所给文本:
Scrapy结合Selenium采集数据简单实例

2 篇文章 0 订阅
2 篇文章 0 订阅

做爬虫的都不难发现,有的页面分页,点击下一页,或者指定某页,网址居然不变,如果是基于scrapy框架采集,那么就无法使用yield迭代url进行页面数据解析采集。
前段时间刚好有用过selenium自动化模拟打开浏览器采集数据,不能能模拟人为的一些鼠标、键盘操作。很强大,照样能跟scrapy结合的很完美!!!
以下就来打一个简单的在百度输入框输入关键词并点击百度一下进行页面的查询操作,然后再解析页面内容:
快捷创建项目:

scrapy startproject test
scrapy genspider crawltest 'www.baidu.com'

items.py源码:

import scrapy
class TestItem(scrapy.Item):
    # define the fields for your item here like:
    # name = scrapy.Field()
    title = scrapy.Field()

settings.py配置修改(取消注释):

import random
# user agent 列表
USER_AGENT_LIST = [
    'MSIE (MSIE 6.0; X11; Linux; i686) Opera 7.23',
    'Opera/9.20 (Macintosh; Intel Mac OS X; U; en)',
    'Opera/9.0 (Macintosh; PPC Mac OS X; U; en)',
    'iTunes/9.0.3 (Macintosh; U; Intel Mac OS X 10_6_2; en-ca)',
    'Mozilla/4.76 [en_jp] (X11; U; SunOS 5.8 sun4u)',
    'iTunes/4.2 (Macintosh; U; PPC Mac OS X 10.2)',
    'Mozilla/5.0 (Macintosh; Intel Mac OS X 10.6; rv:5.0) Gecko/20100101 Firefox/5.0',
    'Mozilla/5.0 (Macintosh; Intel Mac OS X 10.6; rv:9.0) Gecko/20100101 Firefox/9.0',
    'Mozilla/5.0 (Macintosh; Intel Mac OS X 10.8; rv:16.0) Gecko/20120813 Firefox/16.0',
    'Mozilla/4.77 [en] (X11; I; IRIX;64 6.5 IP30)',
    'Mozilla/4.8 [en] (X11; U; SunOS; 5.7 sun4u)'
]
# 随机生成user agent
USER_AGENT = random.choice(USER_AGENT_LIST)

记录摘录:
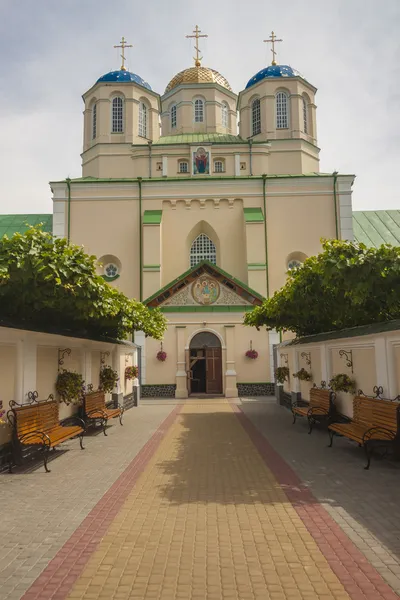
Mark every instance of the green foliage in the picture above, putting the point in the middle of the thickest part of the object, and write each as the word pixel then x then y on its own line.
pixel 303 375
pixel 70 386
pixel 342 383
pixel 346 285
pixel 281 374
pixel 108 378
pixel 47 283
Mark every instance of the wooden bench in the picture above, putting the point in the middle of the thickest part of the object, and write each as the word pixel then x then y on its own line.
pixel 94 409
pixel 375 424
pixel 321 408
pixel 36 426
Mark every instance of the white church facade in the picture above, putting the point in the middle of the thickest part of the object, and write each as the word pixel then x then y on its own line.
pixel 198 201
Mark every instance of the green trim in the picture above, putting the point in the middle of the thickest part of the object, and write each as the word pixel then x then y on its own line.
pixel 152 217
pixel 212 308
pixel 139 180
pixel 217 269
pixel 68 181
pixel 107 278
pixel 253 215
pixel 335 203
pixel 265 231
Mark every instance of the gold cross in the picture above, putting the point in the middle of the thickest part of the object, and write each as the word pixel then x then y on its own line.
pixel 123 45
pixel 272 40
pixel 197 35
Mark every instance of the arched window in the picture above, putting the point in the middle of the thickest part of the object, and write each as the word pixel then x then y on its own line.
pixel 305 116
pixel 173 117
pixel 94 121
pixel 255 117
pixel 224 115
pixel 142 120
pixel 117 115
pixel 198 111
pixel 183 166
pixel 282 108
pixel 202 249
pixel 219 166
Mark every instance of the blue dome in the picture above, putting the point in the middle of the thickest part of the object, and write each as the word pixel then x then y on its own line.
pixel 124 76
pixel 273 71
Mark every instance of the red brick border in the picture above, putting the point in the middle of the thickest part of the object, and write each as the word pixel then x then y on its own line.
pixel 359 578
pixel 58 578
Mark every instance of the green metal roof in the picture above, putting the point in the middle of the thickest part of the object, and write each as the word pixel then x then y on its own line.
pixel 10 224
pixel 377 227
pixel 253 215
pixel 200 138
pixel 152 217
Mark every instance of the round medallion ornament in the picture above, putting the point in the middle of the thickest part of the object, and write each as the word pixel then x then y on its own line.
pixel 205 290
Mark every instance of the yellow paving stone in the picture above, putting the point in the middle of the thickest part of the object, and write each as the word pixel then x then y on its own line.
pixel 207 520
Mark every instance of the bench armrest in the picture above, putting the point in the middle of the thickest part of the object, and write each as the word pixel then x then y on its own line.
pixel 378 433
pixel 73 420
pixel 24 439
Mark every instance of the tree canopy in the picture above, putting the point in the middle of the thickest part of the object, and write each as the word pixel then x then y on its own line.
pixel 48 283
pixel 346 285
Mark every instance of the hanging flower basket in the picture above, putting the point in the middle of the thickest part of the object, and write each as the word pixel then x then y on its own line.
pixel 70 387
pixel 131 372
pixel 108 378
pixel 252 354
pixel 303 375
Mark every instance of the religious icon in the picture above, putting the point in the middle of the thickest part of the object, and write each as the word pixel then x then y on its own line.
pixel 201 162
pixel 205 290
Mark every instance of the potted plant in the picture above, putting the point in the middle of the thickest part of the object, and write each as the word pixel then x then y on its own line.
pixel 282 374
pixel 70 386
pixel 342 383
pixel 108 378
pixel 131 372
pixel 303 375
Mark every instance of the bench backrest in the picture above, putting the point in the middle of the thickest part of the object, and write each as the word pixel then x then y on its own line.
pixel 41 416
pixel 321 397
pixel 376 412
pixel 94 400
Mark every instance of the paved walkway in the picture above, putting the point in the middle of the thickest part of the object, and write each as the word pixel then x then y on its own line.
pixel 206 510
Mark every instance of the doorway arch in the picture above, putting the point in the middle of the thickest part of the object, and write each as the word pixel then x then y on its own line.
pixel 205 364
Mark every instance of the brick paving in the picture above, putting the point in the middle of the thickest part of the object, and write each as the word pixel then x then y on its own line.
pixel 205 500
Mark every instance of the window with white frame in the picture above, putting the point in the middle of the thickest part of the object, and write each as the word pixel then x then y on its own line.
pixel 305 116
pixel 282 111
pixel 173 116
pixel 198 111
pixel 202 249
pixel 219 166
pixel 142 120
pixel 224 115
pixel 94 121
pixel 117 115
pixel 255 117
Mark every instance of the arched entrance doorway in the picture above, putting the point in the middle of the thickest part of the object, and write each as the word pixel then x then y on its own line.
pixel 205 364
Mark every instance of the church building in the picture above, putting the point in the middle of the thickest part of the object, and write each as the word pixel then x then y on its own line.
pixel 199 200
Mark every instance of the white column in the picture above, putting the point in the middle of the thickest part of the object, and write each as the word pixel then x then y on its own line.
pixel 181 376
pixel 26 368
pixel 381 365
pixel 230 373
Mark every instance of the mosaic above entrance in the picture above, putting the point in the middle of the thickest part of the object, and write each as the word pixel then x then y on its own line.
pixel 206 291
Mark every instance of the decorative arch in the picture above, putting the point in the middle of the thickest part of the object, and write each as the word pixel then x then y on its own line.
pixel 209 330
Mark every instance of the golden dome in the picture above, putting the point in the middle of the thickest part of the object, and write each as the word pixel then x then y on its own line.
pixel 198 75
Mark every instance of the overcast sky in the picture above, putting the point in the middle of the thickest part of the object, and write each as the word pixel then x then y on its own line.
pixel 51 51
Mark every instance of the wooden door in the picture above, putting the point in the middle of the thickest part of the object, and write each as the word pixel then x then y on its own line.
pixel 214 370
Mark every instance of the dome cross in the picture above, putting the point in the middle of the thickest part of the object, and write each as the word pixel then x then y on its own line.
pixel 123 45
pixel 197 35
pixel 272 40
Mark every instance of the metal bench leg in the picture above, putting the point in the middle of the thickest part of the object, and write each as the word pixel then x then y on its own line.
pixel 331 434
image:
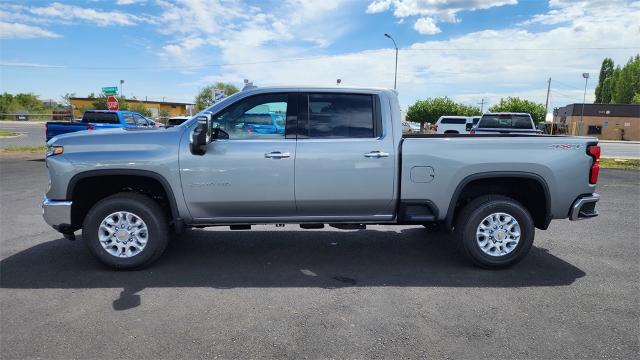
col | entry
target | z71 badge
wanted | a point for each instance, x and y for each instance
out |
(565, 146)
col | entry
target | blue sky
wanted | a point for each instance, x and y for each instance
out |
(465, 49)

挑战任务:
**1.** 能把关于Scrapy结合Selenium采集数据的文本中这句话译成英文吗?“做爬虫的都不难发现,有的页面分页,点击下一页,或者指定某页,网址居然不变,如果是基于scrapy框架采集,那么就无法使用yield迭代url进行页面数据解析采集。”
**2.** 能否从结尾处接着把关于Scrapy结合Selenium采集数据的文本续写下去?

任务解答:
**1.** Anyone who writes crawlers will readily notice that on some paginated pages, clicking "next page" or jumping to a specific page surprisingly leaves the URL unchanged; if you are scraping with the Scrapy framework, you then cannot use yield to iterate over URLs to parse and collect the page data.

**2.**
#USER_AGENT = 'test (+http://www.yourdomain.com)' # 用户代理
ROBOTSTXT_OBEY = False #设置为False便于打印调试
ITEM_PIPELINES = {
   'test.pipelines.JobsPipeline': 1,
} # 用于输出采集的结果,具体操作在pipelines中

爬虫文件crawltest.py源码:

# -*- coding: utf-8 -*-
import scrapy
from selenium import webdriver
from selenium.webdriver .chrome.options import Options
from test.items import TestItem
import lxml.html
import time, random

class CrawlSpider(scrapy.Spider):
    name = 'crawl'
    allowed_domains = ['baidu.com']
    start_urls = ['https://www.baidu.com/']

    def open_page(self):
        chrome_options = Options()
        chrome_options.add_argument('--no-sandbox')
        chrome_options.add_argument('--disable-dev-shm-usage')
        chrome_options.add_argument('--headless')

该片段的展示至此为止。